** BEGIN Data for this exercise **
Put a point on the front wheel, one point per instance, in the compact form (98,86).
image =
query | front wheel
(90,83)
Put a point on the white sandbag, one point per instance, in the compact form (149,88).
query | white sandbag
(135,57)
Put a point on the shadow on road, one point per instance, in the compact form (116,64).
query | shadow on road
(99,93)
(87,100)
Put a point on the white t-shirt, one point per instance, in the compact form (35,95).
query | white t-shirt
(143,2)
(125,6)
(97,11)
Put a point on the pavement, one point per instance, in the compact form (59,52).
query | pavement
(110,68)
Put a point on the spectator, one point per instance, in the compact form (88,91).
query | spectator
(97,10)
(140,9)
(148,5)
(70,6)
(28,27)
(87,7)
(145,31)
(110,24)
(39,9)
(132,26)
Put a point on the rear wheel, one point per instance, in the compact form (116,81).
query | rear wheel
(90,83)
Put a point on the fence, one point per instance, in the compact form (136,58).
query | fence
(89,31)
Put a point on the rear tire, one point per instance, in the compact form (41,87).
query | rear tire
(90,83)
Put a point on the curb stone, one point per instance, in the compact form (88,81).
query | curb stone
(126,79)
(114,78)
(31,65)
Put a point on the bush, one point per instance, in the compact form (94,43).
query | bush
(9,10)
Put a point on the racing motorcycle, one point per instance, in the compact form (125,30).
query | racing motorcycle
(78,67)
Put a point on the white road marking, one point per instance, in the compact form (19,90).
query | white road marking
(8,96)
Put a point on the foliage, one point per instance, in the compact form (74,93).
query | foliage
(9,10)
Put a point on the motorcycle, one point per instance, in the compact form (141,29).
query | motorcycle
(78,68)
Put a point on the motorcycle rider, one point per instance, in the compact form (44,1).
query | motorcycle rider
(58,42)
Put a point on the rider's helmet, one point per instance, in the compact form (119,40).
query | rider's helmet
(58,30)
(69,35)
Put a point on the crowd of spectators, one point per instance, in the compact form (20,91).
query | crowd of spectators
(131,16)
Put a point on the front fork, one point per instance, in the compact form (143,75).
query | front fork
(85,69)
** END Data for this exercise **
--- Work instructions ---
Restate the listing above word for word.

--- Problem solution ---
Put a point on the front wheel, one point per instance, in the compact form (98,86).
image =
query | front wheel
(90,83)
Put a point on the white sandbag, one point per instance, in the compact form (149,88).
query | white sandbag
(135,57)
Put a point on the shadow on road, one point per instance, in the compact form (116,64).
query | shadow on road
(99,93)
(87,100)
Put a point on the white t-shirt, one point per instance, in the compact form (35,95).
query | white t-shirt
(143,2)
(125,6)
(97,11)
Put a point on the pavement, one point per instance, in the compact form (59,52).
query | pavement
(110,68)
Put a point on the spectator, one point per instance, in the compact form (88,91).
query | spectator
(97,10)
(140,9)
(148,5)
(70,6)
(28,27)
(87,7)
(145,31)
(110,24)
(39,9)
(132,26)
Put a point on the rear wheel, one point per instance, in the compact form (116,81).
query | rear wheel
(90,83)
Put a point on the fence, one point per instance, in the compact form (136,58).
query | fence
(89,31)
Put a point on the rear tire, one point per instance, in the compact form (41,87).
query | rear tire
(90,83)
Put a point on the curb stone, one point per instance, in the compact form (88,81).
query | curb stone
(126,79)
(114,78)
(31,65)
Put a point on the bush, one point per instance, in the compact form (94,43).
query | bush
(9,10)
Put a point on the racing motorcycle, one point per instance, in the compact form (125,30).
query | racing motorcycle
(78,67)
Put a point on the white road marking, one point per instance, in the compact form (19,90).
query | white road marking
(8,96)
Put a point on the foliage, one point per instance, in the compact form (74,93).
query | foliage
(9,10)
Put a point on the motorcycle, one point per instance, in the compact form (141,29).
query | motorcycle
(78,68)
Put a point on the motorcycle rider, one point per instance, in the compact form (44,1).
query | motorcycle rider
(58,42)
Put a point on the rider's helmet, one point per instance, in the compact form (119,40).
query | rider's helmet
(58,30)
(69,35)
Put a point on the crowd of spectators, one point per instance, in the compact form (20,91).
query | crowd of spectators
(131,16)
Put a point on the front fork, one point per instance, in the compact form (143,75).
query | front fork
(85,69)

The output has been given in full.